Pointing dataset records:
· · · · ·
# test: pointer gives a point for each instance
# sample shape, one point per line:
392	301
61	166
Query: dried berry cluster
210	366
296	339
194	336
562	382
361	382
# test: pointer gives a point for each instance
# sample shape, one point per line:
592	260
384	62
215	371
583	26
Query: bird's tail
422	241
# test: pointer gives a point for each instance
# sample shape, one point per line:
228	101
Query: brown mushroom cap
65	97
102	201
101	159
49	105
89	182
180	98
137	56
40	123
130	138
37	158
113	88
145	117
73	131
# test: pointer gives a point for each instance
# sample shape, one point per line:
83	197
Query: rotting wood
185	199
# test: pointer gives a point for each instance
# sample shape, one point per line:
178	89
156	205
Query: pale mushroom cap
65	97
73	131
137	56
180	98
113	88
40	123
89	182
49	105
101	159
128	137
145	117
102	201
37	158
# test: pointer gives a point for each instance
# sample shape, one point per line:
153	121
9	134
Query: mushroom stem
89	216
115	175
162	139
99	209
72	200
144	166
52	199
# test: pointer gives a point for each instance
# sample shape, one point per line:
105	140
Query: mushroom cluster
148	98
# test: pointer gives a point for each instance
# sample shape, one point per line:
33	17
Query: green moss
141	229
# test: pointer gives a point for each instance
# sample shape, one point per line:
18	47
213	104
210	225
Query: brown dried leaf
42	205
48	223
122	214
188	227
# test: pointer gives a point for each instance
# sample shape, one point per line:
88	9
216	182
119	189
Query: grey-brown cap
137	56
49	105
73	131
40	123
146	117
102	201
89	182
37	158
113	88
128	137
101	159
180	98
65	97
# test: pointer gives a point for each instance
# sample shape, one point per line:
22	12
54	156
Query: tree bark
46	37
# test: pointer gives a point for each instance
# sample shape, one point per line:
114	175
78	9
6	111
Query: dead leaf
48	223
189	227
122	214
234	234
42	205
· · · · ·
Problem description:
Output all of the data again. Match it exactly.

Response below:
# test: pointer gives a point for each instance
# sample shape, one point per line:
392	301
61	166
Query: dried berry cluster
210	366
296	339
194	336
562	382
361	382
# test: pointer gives a point for each instance
# sample shape, one point per line:
592	260
384	62
215	371
583	26
Query: bird's tail
422	241
# test: pointer gives a point for each instance
# sample shape, one point per line:
228	101
Query: brown mushroom cap
65	97
102	201
101	159
49	105
89	182
180	98
137	56
40	123
130	138
37	158
113	88
145	117
73	131
# test: pointer gives a point for each instance
# sample shape, one point per line:
83	197
Query: rotting wood
185	199
# test: pointer gives a point for each instance
# sample shape, one point per line:
178	89
156	205
Query: pale mushroom cap
65	97
73	131
137	56
180	98
113	88
40	123
89	182
49	105
101	159
128	137
145	117
102	201
37	158
# test: pointer gives a point for each instance
# sample shape, one point per line:
153	121
9	134
Query: mushroom stem
89	216
115	175
162	139
99	209
72	200
144	166
52	199
# test: pointer gives a point for each instance
# sample shape, one point per line:
105	140
Query: mushroom cluster
148	98
# test: pointer gives a point for each instance
# sample shape, one point per line:
33	17
Query: green moss
141	229
# test: pointer gives a point for each instance
# sample shape, one point per line:
18	47
213	104
210	225
Query: brown dried leaf
42	205
48	223
122	214
188	227
# test: pointer gives a point for each instance
# sample shape, one point per line:
88	9
216	182
119	189
Query: grey-brown cap
137	56
49	105
73	131
40	123
146	117
102	201
89	182
37	158
113	88
128	137
101	159
180	98
65	97
# test: pointer gives a point for each instance
# sample shape, one point per line:
22	12
54	156
Query: tree bark
46	37
# test: pointer gives a point for each instance
# sample shape, one point per line:
114	175
78	9
6	111
Query: dead leaf
48	223
189	227
122	214
234	234
42	205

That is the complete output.